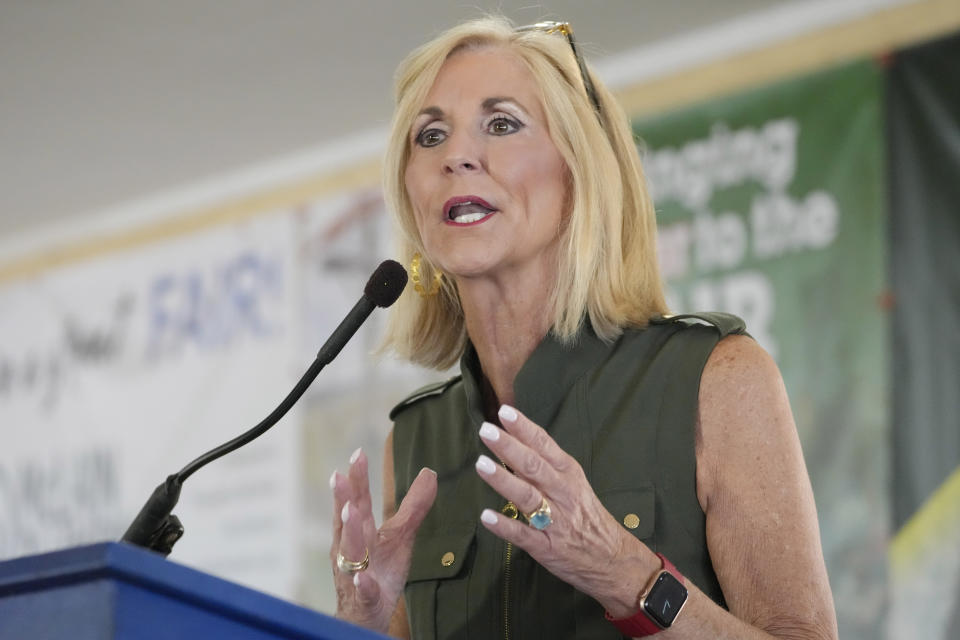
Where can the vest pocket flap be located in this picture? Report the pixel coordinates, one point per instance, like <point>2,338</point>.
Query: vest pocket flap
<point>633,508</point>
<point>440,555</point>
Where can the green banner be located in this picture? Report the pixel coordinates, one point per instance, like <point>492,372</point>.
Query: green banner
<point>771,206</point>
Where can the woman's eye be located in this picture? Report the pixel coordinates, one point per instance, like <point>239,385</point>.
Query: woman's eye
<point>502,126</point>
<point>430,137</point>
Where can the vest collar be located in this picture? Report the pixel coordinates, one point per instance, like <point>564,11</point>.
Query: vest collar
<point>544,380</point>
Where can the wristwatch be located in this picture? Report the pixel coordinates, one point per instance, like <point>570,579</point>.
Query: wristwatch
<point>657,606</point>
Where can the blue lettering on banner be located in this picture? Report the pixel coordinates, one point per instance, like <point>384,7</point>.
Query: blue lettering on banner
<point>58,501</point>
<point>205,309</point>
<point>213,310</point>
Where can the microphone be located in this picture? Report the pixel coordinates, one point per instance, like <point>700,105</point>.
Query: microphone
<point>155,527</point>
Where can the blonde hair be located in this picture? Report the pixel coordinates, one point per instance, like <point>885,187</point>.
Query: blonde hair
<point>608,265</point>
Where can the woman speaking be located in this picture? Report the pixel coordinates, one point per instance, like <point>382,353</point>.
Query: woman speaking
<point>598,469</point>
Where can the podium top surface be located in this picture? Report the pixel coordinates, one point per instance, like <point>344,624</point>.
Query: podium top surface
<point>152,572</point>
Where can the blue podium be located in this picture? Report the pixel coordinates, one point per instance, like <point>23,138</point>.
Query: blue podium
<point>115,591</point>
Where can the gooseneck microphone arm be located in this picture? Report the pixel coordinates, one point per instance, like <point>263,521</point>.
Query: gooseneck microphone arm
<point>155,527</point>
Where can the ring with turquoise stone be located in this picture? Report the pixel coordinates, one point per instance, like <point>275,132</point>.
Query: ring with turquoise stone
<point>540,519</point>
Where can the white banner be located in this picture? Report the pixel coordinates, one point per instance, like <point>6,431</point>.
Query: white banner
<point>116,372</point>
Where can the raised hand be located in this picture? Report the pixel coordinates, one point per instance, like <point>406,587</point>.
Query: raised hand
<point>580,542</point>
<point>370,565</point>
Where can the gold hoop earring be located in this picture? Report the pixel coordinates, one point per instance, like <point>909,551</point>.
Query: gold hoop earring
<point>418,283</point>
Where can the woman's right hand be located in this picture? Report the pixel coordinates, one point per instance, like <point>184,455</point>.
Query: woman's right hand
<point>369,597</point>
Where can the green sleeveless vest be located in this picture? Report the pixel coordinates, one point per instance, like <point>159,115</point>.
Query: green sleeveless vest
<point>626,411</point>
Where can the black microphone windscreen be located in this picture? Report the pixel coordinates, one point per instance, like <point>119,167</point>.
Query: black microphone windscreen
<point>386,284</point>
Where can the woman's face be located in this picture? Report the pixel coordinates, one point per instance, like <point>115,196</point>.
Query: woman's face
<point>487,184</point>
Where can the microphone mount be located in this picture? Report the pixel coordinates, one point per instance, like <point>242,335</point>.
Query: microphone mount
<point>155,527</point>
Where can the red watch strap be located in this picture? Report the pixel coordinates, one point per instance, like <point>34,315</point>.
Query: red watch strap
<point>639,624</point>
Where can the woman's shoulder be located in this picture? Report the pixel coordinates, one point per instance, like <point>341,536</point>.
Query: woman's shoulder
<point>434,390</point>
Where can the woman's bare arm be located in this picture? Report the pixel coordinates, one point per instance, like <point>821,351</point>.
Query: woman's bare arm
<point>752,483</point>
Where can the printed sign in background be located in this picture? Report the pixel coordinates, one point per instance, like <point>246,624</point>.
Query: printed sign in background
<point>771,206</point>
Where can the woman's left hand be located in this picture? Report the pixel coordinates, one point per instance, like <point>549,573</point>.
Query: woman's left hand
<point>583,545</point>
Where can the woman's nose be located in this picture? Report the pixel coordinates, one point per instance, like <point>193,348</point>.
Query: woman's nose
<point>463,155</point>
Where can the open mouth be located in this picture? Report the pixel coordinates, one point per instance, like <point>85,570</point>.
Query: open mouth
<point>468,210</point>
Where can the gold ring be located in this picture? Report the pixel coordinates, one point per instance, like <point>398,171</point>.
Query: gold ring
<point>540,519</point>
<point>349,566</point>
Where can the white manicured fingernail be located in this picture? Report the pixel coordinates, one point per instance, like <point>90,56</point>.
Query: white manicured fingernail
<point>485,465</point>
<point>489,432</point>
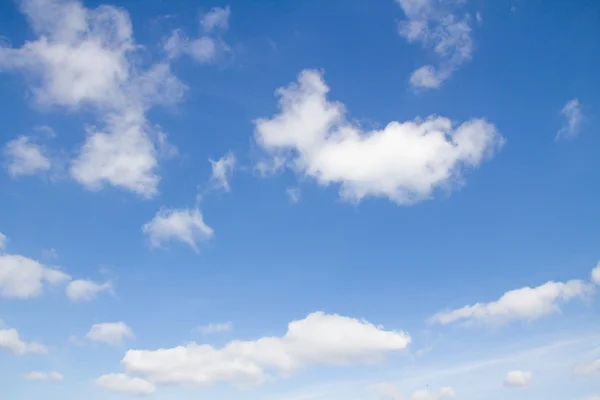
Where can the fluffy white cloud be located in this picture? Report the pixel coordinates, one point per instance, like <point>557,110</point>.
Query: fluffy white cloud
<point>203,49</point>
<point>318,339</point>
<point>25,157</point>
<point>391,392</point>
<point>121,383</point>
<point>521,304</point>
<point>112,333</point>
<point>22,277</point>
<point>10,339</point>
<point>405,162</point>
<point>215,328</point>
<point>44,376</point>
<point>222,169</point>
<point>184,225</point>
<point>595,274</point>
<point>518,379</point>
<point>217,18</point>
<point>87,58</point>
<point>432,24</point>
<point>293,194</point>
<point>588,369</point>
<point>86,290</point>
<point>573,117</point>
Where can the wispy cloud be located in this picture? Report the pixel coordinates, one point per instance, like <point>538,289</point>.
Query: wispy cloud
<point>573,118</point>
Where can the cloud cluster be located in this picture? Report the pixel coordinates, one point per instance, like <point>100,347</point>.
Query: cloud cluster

WORK REQUIRED: Render every line of the records above as a Markdown table with the columns Row and Line, numbering the rows in order and leaving out blank lines and pictures.

THE ANSWER:
| Row | Line |
|---|---|
| 1 | Where can the vest pocket flap be located in this picture? Report the pixel coordinates, one point per instance, like <point>2,338</point>. |
| 2 | Query: vest pocket flap |
| 3 | <point>633,508</point> |
| 4 | <point>440,555</point> |
| 5 | Where can the green banner be located in this picture? Report the pixel coordinates, one point per instance, like <point>492,372</point>. |
| 6 | Query: green banner |
| 7 | <point>771,206</point> |
| 8 | Where can the woman's eye be located in this picture? Report the pixel coordinates, one point per instance, like <point>239,385</point>. |
| 9 | Query: woman's eye |
| 10 | <point>502,126</point> |
| 11 | <point>430,137</point> |
| 12 | Where can the vest collar be located in this picture? Report the pixel coordinates, one point per instance, like <point>564,11</point>. |
| 13 | Query: vest collar |
| 14 | <point>544,380</point> |
| 15 | Where can the wristwatch be located in this picture? Report the pixel coordinates, one point per instance, like <point>570,579</point>. |
| 16 | Query: wristwatch |
| 17 | <point>657,606</point> |
| 18 | Where can the blue lettering on banner be located in this picture? Report the pixel coordinates, one point per instance, like <point>384,7</point>. |
| 19 | Query: blue lettering on banner |
| 20 | <point>58,501</point> |
| 21 | <point>205,309</point> |
| 22 | <point>213,310</point> |
| 23 | Where can the microphone be located in this picture? Report the pixel coordinates, one point per instance, like <point>700,105</point>. |
| 24 | Query: microphone |
| 25 | <point>155,527</point> |
| 26 | Where can the blonde hair be located in this picture? Report the pixel coordinates, one point per instance, like <point>885,187</point>. |
| 27 | Query: blonde hair |
| 28 | <point>608,265</point> |
| 29 | Where can the woman speaking be located in this picture? Report the pixel coordinates, one point per instance, like <point>382,353</point>. |
| 30 | Query: woman speaking |
| 31 | <point>598,469</point> |
| 32 | Where can the podium top surface be located in this picture? Report the pixel coordinates, one point per instance, like <point>344,624</point>. |
| 33 | Query: podium top surface |
| 34 | <point>152,572</point> |
| 35 | Where can the blue podium be located in this picture? Report the pixel coordinates, one point per instance, like <point>23,138</point>. |
| 36 | Query: blue podium |
| 37 | <point>115,591</point> |
| 38 | Where can the gooseneck microphone arm be located in this picture? Report the pixel coordinates, one point per instance, like <point>263,521</point>. |
| 39 | Query: gooseneck microphone arm |
| 40 | <point>155,527</point> |
| 41 | Where can the ring with turquoise stone be located in this picture? Report the pixel coordinates, one point per instance, like <point>275,132</point>. |
| 42 | Query: ring with turquoise stone |
| 43 | <point>540,519</point> |
| 44 | Where can the white banner be located in this picture? Report the pixel coordinates, one point per instance, like <point>6,431</point>. |
| 45 | Query: white banner |
| 46 | <point>116,372</point> |
| 47 | Where can the raised hand be located in this picture? Report the pixel coordinates, one point per instance, like <point>406,587</point>. |
| 48 | Query: raised hand |
| 49 | <point>580,542</point> |
| 50 | <point>370,565</point> |
| 51 | Where can the gold hoop earring be located in this picture? Report the pixel coordinates, one point per instance, like <point>909,551</point>. |
| 52 | Query: gold hoop earring |
| 53 | <point>418,283</point> |
| 54 | Where can the woman's right hand be located in this picture? Report the pixel coordinates, one point per instance, like <point>184,455</point>. |
| 55 | Query: woman's right hand |
| 56 | <point>369,597</point> |
| 57 | Where can the green sleeveless vest be located in this picture? Report the pixel coordinates, one point per instance, like <point>159,115</point>. |
| 58 | Query: green sleeveless vest |
| 59 | <point>626,411</point> |
| 60 | Where can the black microphone windscreen be located in this picture? Report the pixel coordinates, one point per instance, like <point>119,167</point>. |
| 61 | Query: black microphone windscreen |
| 62 | <point>386,284</point> |
| 63 | Where can the woman's face be located in this picture? Report the pixel coordinates, one point per instance, like <point>115,196</point>. |
| 64 | Query: woman's face |
| 65 | <point>487,184</point> |
| 66 | Where can the microphone mount be located in this picture? Report the pixel coordinates, one point per instance, like <point>242,335</point>. |
| 67 | Query: microphone mount |
| 68 | <point>155,527</point> |
| 69 | Where can the red watch strap be located in this picture? Report the pixel coordinates, one point per instance, like <point>34,315</point>. |
| 70 | Query: red watch strap |
| 71 | <point>639,624</point> |
| 72 | Where can the woman's shoulder be located in this picture? Report the pixel coordinates, one point per instance, like <point>341,536</point>. |
| 73 | Query: woman's shoulder |
| 74 | <point>434,390</point> |
| 75 | Where can the woman's bare arm be located in this picture? Report the pixel coordinates, one point per instance, like <point>821,351</point>. |
| 76 | Query: woman's bare arm |
| 77 | <point>752,483</point> |
| 78 | Where can the printed sign in background be located in this picture? Report the pixel coordinates, one point per instance, like <point>246,624</point>. |
| 79 | Query: printed sign in background |
| 80 | <point>771,206</point> |
| 81 | Where can the woman's left hand be located in this picture? Report the pixel coordinates, one point per instance, like <point>549,573</point>. |
| 82 | Query: woman's left hand |
| 83 | <point>583,545</point> |
| 84 | Where can the woman's nose be located in this picture? Report the pixel coordinates, one point per instance, like <point>193,348</point>. |
| 85 | Query: woman's nose |
| 86 | <point>463,155</point> |
| 87 | Where can the open mouth be located in this picture? Report the pixel coordinates, one point per instance, like <point>85,570</point>. |
| 88 | Query: open mouth |
| 89 | <point>468,210</point> |
| 90 | Where can the gold ring be located in this picture? Report the pixel coordinates, one point per instance, like <point>398,171</point>. |
| 91 | Query: gold ring |
| 92 | <point>540,519</point> |
| 93 | <point>349,566</point> |
| 94 | Where can the white manicured fingernail be located in this picture? Report the pixel coordinates, one point per instance, like <point>90,56</point>. |
| 95 | Query: white manicured fingernail |
| 96 | <point>485,465</point> |
| 97 | <point>489,432</point> |
| 98 | Where can the fluffy white cloud be located in this picture? Report the pixel coordinates, one point per instance, like <point>557,110</point>. |
| 99 | Query: fluffy white cloud |
| 100 | <point>203,49</point> |
| 101 | <point>318,339</point> |
| 102 | <point>25,157</point> |
| 103 | <point>391,392</point> |
| 104 | <point>121,383</point> |
| 105 | <point>521,304</point> |
| 106 | <point>112,333</point> |
| 107 | <point>22,277</point> |
| 108 | <point>10,339</point> |
| 109 | <point>405,162</point> |
| 110 | <point>215,328</point> |
| 111 | <point>44,376</point> |
| 112 | <point>222,169</point> |
| 113 | <point>184,225</point> |
| 114 | <point>595,274</point> |
| 115 | <point>518,379</point> |
| 116 | <point>217,18</point> |
| 117 | <point>87,58</point> |
| 118 | <point>432,24</point> |
| 119 | <point>293,194</point> |
| 120 | <point>588,369</point> |
| 121 | <point>86,290</point> |
| 122 | <point>573,117</point> |
| 123 | Where can the wispy cloud be located in this picture? Report the pixel coordinates, one point per instance, like <point>538,289</point>. |
| 124 | Query: wispy cloud |
| 125 | <point>573,118</point> |
| 126 | Where can the cloud cluster be located in this picture? Report the pixel coordinates, one point per instance, like <point>100,347</point>. |
| 127 | Query: cloud cluster |